## Records supplied:
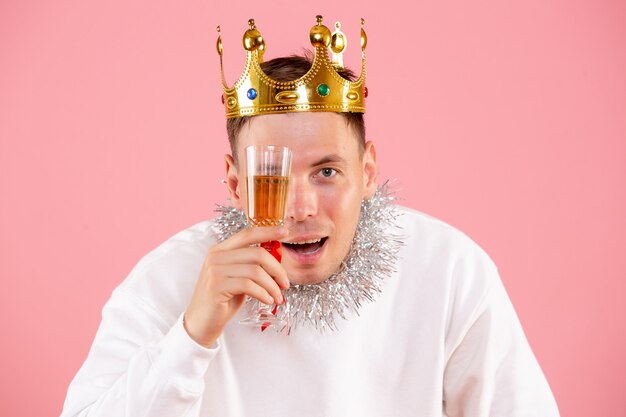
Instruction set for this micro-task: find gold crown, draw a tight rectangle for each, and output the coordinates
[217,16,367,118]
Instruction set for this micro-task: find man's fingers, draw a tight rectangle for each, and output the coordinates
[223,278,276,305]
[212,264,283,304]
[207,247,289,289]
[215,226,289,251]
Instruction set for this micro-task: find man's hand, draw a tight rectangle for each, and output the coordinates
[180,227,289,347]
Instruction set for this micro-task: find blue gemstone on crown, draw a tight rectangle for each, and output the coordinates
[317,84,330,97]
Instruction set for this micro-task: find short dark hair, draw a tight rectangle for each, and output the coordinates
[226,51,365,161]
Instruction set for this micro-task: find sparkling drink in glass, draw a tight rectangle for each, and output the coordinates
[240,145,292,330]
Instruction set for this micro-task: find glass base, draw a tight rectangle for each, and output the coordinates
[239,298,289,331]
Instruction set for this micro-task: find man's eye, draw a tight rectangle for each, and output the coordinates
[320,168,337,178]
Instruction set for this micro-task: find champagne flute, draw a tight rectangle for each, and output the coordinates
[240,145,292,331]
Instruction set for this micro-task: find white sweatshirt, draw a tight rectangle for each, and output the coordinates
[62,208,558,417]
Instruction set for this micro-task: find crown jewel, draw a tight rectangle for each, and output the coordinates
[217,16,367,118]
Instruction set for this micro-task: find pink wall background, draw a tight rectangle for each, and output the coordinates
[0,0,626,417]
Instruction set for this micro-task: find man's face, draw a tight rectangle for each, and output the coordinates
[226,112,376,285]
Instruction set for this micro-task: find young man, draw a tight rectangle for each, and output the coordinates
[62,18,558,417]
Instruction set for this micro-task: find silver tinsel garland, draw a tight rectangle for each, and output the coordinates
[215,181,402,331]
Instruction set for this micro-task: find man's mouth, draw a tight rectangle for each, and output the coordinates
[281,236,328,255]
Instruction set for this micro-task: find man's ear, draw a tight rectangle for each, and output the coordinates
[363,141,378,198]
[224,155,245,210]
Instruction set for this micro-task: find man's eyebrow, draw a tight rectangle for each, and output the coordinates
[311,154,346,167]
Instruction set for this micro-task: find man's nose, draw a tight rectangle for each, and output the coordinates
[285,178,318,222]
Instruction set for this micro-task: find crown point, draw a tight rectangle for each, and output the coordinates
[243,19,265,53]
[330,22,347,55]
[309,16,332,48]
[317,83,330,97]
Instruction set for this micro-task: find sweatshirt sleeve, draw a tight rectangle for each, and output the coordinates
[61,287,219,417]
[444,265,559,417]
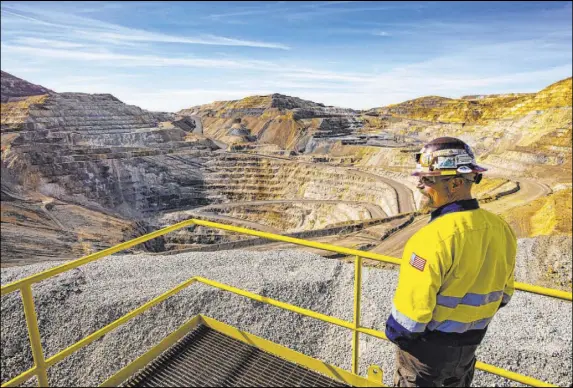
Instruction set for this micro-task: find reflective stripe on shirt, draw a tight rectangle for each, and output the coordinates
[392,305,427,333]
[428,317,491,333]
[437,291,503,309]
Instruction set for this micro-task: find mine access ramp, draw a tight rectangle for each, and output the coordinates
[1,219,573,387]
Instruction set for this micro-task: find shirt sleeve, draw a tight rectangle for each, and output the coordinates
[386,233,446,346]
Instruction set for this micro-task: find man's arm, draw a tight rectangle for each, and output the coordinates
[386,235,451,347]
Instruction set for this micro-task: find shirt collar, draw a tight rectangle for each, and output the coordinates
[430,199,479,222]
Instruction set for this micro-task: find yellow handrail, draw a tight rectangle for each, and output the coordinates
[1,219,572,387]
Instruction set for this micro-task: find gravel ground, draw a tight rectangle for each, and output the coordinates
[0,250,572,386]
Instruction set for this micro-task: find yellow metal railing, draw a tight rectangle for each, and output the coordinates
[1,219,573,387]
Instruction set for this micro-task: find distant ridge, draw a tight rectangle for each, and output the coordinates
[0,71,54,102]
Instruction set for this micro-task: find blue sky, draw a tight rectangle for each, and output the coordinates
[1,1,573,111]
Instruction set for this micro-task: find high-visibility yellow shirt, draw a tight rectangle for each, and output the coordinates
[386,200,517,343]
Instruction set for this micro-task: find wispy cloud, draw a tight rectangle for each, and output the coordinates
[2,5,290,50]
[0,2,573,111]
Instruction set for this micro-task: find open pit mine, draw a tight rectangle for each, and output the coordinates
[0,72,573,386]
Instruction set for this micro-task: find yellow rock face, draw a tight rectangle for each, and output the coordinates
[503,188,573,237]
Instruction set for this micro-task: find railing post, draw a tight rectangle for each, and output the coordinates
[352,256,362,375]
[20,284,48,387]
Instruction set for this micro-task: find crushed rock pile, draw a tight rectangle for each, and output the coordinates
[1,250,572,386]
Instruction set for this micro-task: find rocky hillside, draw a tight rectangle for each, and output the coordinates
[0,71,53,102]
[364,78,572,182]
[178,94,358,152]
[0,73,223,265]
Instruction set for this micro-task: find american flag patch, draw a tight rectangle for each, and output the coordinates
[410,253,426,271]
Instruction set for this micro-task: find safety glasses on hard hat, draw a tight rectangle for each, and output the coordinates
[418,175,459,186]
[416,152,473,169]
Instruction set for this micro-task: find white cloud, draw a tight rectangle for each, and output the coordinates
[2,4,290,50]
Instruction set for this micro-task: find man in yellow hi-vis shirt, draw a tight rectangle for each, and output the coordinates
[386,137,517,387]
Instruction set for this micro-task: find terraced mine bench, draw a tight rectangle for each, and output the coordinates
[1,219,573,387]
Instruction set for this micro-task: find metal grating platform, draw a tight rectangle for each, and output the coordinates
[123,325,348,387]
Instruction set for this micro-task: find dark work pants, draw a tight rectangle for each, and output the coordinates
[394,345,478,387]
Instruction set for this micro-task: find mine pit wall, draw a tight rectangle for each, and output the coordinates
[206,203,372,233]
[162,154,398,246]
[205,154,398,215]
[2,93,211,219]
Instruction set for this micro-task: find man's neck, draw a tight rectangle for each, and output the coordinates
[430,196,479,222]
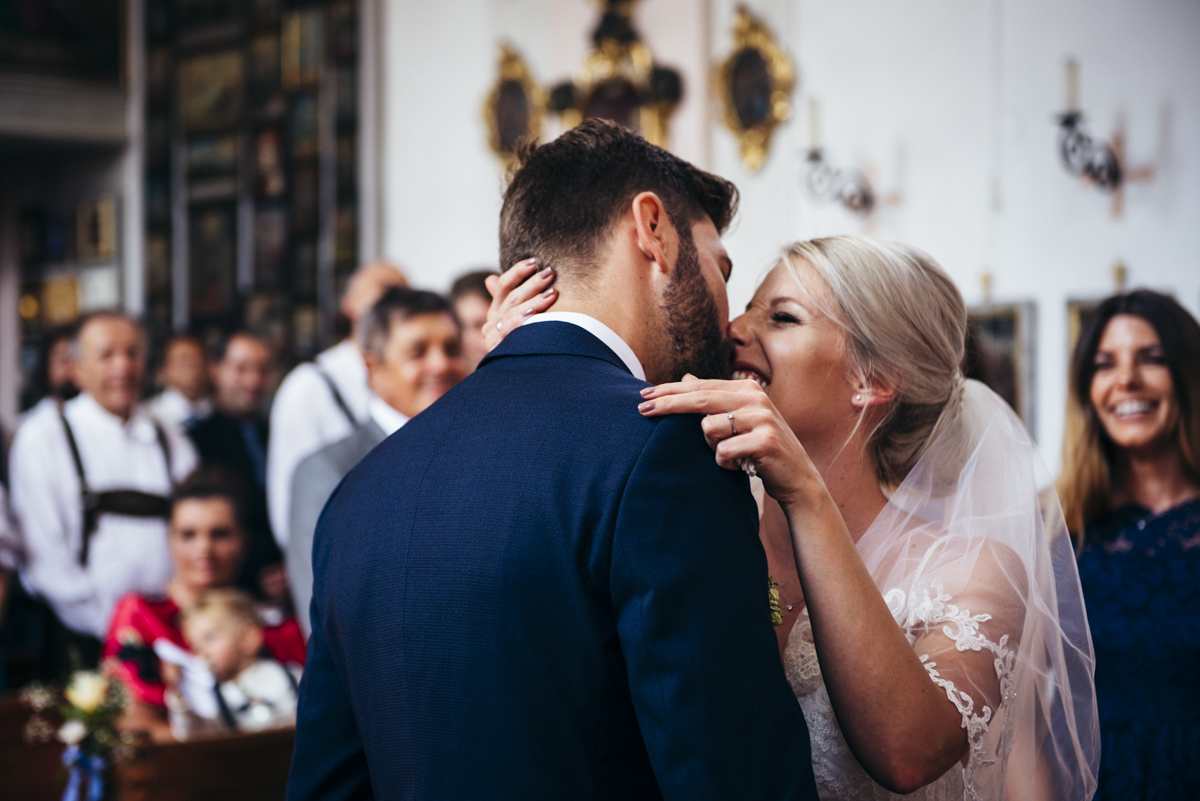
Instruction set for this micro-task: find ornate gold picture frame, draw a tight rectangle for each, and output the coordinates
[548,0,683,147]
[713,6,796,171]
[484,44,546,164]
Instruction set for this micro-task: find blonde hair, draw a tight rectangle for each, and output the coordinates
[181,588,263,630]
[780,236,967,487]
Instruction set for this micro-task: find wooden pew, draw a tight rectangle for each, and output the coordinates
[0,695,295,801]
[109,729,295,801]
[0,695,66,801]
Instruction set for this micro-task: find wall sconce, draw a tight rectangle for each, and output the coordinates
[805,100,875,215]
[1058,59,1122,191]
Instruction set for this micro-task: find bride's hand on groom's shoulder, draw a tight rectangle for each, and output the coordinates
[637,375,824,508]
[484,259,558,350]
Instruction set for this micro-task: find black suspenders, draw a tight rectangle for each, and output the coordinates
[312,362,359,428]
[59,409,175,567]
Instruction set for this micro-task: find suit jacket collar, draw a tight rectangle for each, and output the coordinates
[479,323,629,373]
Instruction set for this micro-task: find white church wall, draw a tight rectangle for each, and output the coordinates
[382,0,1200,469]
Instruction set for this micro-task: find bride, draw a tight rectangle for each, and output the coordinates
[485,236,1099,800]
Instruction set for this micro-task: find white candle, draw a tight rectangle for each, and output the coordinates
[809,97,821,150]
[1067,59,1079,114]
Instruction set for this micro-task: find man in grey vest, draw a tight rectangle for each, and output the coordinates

## Aim of the task:
Recast the stretch from the start of the records through the line containing "[239,298,289,331]" as a Markdown table with the columns "Num" and "Content", numbering each line and skipping blank lines. Leave the pictures out.

## Result of this task:
| Num | Content |
|---|---|
| 1 | Instruction set for this micro-task: find gold crown, draw a tight rectangle for each, and output the coordinates |
| 2 | [217,16,367,118] |
| 3 | Instruction set for this micro-task: find man's fingers, draw a tight rectangle for each, and output the coordinates |
| 4 | [223,278,276,305] |
| 5 | [212,264,283,304] |
| 6 | [207,247,289,289] |
| 7 | [215,226,289,251] |
| 8 | Instruction set for this micro-task: find man's hand, draw a tight rectangle for each, and output the coordinates |
| 9 | [180,227,289,347] |
| 10 | Instruction set for this micro-task: find blue gemstone on crown, draw a tight rectangle for each, and output the coordinates |
| 11 | [317,84,330,97] |
| 12 | Instruction set for this micro-task: find short dark hair, draw a tight rectangle for each, and output the coordinates |
| 13 | [226,51,365,161] |
| 14 | Instruction set for this micro-task: find sparkling drink in glass, draw a tight rectangle for each, and output the coordinates |
| 15 | [240,145,292,330] |
| 16 | Instruction set for this micro-task: find glass base, draw a tight rectangle for each, and output the coordinates |
| 17 | [239,298,289,331] |